**Problem to solve:**
Print the full listing exactly.

**Supplied records:**
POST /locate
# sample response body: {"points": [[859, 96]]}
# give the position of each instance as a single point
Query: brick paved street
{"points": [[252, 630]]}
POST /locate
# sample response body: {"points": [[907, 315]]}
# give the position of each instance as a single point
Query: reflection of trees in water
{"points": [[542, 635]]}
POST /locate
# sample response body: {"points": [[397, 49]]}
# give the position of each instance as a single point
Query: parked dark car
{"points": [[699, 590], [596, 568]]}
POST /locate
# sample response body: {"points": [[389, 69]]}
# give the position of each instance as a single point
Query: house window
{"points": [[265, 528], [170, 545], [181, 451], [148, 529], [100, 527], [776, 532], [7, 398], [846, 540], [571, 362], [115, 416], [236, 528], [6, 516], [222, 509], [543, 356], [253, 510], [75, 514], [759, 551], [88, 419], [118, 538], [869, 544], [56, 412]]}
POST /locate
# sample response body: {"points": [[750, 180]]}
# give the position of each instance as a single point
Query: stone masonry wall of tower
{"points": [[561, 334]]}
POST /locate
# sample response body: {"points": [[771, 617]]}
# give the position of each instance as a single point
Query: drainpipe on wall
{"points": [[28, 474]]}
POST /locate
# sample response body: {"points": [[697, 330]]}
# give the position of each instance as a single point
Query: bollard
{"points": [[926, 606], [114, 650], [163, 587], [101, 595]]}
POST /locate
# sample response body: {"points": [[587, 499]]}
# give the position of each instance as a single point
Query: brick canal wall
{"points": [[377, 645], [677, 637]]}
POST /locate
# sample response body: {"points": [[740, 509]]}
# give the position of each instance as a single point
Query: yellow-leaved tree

**Response below:**
POST /locate
# sample response body: {"points": [[859, 96]]}
# give the position of each instance as a single point
Query: brick paved street
{"points": [[252, 630]]}
POST /locate
# sample response body: {"points": [[907, 315]]}
# give the position of each instance as a single point
Query: reflection of trees in water
{"points": [[542, 635]]}
POST /locate
# sample response body: {"points": [[397, 49]]}
# give the position of each instance as a single point
Query: parked dark car
{"points": [[699, 590], [596, 568]]}
POST /locate
# sample response body: {"points": [[389, 69]]}
# give the position of each instance as a single point
Query: house window
{"points": [[265, 528], [170, 545], [181, 451], [148, 529], [100, 527], [776, 532], [7, 398], [846, 540], [571, 362], [115, 416], [236, 528], [6, 516], [222, 509], [543, 356], [253, 510], [75, 514], [759, 551], [88, 419], [118, 538], [869, 544], [56, 412]]}
POST /locate
# sample response body: {"points": [[750, 180]]}
# give the position of each instance as a single point
Query: stone masonry wall of tower
{"points": [[561, 334]]}
POST /locate
# sample response body: {"points": [[771, 617]]}
# give the position of each instance as a single point
Query: drainpipe on wall
{"points": [[28, 474]]}
POST /locate
# sample response body: {"points": [[697, 330]]}
# give the position of each instance as a single point
Query: bollard
{"points": [[926, 606], [114, 650], [163, 587], [101, 595]]}
POST /locate
# sample response body: {"points": [[587, 499]]}
# give the position of each instance as a single point
Query: brick canal wall
{"points": [[377, 645], [677, 637]]}
POST /locate
# sample response body: {"points": [[740, 509]]}
# give the position of each instance as a single point
Query: yellow-leaved tree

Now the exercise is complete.